■ Task directions ■
Starting at the beginning of the records and continuing through the line that contains "point(113, 209)", reproduce each line word for word, leaving the pictures out of your answer.

■ Given entries ■
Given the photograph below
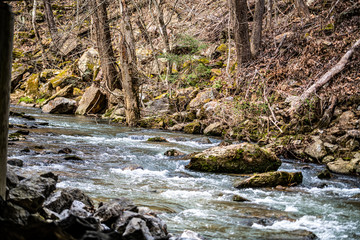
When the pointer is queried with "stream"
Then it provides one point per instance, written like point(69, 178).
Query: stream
point(201, 202)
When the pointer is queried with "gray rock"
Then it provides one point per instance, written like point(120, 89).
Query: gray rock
point(60, 105)
point(215, 129)
point(316, 150)
point(93, 101)
point(239, 158)
point(271, 179)
point(113, 209)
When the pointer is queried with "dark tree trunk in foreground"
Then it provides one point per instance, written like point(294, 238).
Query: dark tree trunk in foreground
point(241, 31)
point(128, 61)
point(104, 45)
point(50, 21)
point(257, 27)
point(6, 46)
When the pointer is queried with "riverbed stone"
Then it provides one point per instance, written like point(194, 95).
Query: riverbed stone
point(316, 150)
point(93, 101)
point(109, 211)
point(193, 128)
point(239, 158)
point(215, 129)
point(340, 166)
point(60, 105)
point(271, 179)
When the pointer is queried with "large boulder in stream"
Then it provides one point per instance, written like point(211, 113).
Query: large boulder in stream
point(240, 158)
point(30, 193)
point(271, 179)
point(93, 101)
point(60, 105)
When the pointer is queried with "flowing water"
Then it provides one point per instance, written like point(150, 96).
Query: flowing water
point(184, 199)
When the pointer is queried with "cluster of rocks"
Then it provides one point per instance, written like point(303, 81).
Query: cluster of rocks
point(34, 210)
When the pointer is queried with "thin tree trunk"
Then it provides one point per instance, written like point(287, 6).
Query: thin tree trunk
point(324, 78)
point(255, 40)
point(302, 8)
point(50, 21)
point(104, 45)
point(6, 46)
point(269, 14)
point(128, 61)
point(37, 35)
point(241, 31)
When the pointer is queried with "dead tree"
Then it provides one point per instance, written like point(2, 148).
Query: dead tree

■ Result ■
Given the photograph below
When the pointer is queried with "stream"
Then it provides one point per instance, written like point(69, 178).
Query: stream
point(201, 202)
When the pointer is queried with "gray rock"
Then it provides one point per instance, written like point(120, 89).
Query: gray rock
point(60, 105)
point(215, 129)
point(316, 150)
point(93, 101)
point(239, 158)
point(271, 179)
point(113, 209)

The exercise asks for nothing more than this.